(Pointing dataset records)
▶
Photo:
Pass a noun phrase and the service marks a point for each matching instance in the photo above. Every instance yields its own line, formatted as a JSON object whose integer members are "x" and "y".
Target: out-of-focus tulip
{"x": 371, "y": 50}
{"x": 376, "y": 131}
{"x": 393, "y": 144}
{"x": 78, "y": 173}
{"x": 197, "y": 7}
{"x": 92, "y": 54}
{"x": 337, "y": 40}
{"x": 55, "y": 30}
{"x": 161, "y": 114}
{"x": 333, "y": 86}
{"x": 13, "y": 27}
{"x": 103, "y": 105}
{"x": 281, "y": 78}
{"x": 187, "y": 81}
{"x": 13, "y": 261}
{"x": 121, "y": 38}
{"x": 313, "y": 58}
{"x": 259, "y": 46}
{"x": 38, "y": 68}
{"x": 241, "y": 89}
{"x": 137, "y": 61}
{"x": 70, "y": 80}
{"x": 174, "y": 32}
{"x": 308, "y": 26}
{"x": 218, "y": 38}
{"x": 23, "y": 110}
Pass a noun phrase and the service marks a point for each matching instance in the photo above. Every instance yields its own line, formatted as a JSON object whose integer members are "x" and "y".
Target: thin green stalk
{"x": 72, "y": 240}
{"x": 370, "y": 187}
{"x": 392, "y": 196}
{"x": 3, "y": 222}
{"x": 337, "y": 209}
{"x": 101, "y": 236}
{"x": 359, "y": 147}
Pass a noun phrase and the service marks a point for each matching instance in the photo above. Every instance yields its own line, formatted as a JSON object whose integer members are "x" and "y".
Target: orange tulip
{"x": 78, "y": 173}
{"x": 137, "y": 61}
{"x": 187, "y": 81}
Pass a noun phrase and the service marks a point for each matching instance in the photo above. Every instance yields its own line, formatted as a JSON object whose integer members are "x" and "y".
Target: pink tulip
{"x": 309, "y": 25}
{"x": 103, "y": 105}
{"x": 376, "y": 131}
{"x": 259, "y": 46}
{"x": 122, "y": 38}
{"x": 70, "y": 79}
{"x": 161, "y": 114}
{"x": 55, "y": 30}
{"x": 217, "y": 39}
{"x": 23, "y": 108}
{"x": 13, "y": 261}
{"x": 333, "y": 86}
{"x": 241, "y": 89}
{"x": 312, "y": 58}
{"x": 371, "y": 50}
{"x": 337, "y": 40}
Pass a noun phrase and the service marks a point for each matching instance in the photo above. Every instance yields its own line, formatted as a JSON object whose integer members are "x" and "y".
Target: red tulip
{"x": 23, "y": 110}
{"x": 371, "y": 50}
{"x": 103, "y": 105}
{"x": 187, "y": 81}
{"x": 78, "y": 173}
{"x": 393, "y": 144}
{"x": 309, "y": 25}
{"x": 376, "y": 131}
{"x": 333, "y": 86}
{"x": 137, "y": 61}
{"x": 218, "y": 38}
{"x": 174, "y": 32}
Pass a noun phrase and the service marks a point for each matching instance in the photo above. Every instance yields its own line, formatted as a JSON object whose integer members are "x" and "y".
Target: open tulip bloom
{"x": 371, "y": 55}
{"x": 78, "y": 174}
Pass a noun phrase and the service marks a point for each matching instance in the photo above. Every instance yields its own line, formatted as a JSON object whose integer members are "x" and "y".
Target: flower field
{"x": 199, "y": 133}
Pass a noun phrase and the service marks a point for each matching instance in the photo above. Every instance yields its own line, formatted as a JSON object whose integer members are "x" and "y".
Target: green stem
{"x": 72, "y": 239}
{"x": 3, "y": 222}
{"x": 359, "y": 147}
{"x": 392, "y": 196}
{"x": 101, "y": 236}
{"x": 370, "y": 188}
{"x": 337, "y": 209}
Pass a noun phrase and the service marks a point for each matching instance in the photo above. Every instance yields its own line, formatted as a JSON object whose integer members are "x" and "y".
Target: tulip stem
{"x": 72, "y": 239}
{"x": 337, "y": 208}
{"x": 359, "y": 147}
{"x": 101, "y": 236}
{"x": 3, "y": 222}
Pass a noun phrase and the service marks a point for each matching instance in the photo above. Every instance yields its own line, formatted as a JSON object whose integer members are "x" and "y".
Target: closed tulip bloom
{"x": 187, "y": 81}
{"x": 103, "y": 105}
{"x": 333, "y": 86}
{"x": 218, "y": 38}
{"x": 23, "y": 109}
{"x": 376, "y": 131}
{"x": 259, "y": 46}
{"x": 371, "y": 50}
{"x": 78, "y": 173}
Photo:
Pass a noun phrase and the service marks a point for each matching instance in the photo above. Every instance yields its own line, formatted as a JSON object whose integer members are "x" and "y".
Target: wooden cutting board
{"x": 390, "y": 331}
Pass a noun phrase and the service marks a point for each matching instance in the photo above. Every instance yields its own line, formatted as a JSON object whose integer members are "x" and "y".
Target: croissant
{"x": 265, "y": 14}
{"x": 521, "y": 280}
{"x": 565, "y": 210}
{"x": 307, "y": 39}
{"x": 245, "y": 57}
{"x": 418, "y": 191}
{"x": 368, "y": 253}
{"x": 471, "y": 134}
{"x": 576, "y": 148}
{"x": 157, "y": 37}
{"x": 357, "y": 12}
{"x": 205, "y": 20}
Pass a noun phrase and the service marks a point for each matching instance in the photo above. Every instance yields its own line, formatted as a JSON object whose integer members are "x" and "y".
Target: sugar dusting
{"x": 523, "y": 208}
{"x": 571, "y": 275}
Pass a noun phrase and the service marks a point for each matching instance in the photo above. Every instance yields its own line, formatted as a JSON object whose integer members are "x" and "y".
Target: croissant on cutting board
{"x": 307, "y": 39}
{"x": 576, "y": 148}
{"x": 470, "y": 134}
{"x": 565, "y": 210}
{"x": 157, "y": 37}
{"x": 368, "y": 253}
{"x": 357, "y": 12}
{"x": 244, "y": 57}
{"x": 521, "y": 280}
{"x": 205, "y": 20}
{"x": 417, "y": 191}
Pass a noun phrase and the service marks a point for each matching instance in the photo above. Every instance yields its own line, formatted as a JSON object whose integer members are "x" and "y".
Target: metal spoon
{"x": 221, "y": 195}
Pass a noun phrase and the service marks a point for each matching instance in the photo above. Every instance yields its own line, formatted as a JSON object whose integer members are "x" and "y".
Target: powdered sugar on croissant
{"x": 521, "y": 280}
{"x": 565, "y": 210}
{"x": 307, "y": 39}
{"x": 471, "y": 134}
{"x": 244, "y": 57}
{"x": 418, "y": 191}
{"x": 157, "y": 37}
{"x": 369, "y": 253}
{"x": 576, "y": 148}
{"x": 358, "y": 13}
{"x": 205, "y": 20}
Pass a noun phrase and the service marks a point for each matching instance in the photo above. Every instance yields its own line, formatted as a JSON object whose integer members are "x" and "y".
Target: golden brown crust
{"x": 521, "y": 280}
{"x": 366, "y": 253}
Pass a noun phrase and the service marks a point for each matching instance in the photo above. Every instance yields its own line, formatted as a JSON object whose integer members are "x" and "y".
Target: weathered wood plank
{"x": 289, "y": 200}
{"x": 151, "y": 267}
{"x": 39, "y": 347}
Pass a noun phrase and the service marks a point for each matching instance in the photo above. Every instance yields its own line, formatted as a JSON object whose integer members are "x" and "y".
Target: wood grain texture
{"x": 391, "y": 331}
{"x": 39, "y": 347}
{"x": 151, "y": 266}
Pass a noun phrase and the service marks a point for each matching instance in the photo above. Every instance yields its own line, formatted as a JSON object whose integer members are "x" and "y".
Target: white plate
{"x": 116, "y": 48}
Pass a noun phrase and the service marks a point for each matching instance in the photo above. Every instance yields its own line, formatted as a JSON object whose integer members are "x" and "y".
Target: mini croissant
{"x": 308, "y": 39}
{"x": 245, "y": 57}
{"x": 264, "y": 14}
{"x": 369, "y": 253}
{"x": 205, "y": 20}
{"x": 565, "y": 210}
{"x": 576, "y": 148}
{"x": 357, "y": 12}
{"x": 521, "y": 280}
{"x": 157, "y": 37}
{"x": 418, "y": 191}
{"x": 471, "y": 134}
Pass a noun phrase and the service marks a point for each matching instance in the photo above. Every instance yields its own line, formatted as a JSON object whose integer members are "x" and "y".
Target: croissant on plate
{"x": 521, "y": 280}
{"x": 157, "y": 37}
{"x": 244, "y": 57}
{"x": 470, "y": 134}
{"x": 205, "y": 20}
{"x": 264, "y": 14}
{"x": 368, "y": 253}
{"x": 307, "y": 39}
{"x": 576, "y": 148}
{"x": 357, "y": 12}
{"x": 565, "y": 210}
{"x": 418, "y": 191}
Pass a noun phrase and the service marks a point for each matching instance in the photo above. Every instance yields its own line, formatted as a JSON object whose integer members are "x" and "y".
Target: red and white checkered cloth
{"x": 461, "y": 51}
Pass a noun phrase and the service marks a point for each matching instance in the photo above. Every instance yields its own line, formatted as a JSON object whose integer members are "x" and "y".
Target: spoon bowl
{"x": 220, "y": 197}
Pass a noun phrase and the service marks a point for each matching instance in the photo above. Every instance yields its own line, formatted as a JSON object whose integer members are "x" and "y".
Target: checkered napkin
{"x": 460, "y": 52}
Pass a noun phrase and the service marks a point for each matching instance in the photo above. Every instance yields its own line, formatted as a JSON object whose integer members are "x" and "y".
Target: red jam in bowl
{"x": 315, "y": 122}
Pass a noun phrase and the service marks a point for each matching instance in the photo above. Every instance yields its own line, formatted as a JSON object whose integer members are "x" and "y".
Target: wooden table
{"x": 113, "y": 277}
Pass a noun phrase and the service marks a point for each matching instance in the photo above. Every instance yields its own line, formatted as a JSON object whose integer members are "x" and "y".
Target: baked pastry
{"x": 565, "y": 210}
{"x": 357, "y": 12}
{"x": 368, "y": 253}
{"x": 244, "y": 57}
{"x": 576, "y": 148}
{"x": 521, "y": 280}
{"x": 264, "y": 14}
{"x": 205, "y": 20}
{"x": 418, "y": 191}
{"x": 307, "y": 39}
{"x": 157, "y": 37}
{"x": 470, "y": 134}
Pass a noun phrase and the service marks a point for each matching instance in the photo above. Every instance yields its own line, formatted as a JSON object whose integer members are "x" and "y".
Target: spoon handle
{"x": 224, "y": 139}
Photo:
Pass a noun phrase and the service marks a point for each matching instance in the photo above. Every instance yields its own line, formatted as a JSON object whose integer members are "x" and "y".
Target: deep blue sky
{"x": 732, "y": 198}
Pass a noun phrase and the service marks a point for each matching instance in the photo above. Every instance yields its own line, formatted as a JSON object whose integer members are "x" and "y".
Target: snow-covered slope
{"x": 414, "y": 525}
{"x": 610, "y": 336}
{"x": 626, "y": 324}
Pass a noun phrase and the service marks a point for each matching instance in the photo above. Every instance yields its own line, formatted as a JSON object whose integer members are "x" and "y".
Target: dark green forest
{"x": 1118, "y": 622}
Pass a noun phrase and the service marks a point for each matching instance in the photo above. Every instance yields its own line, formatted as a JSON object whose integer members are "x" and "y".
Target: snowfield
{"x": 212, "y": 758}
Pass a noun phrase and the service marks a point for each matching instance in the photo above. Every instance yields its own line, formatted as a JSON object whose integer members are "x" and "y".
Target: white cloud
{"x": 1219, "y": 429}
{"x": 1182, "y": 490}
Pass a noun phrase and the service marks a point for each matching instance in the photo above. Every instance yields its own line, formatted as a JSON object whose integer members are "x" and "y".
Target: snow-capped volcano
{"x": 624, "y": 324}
◀
# PROBLEM TO WORK ON
Count the lines in the records that contain the string "tulip". Give only the number.

# CORRECT RESPONSE
7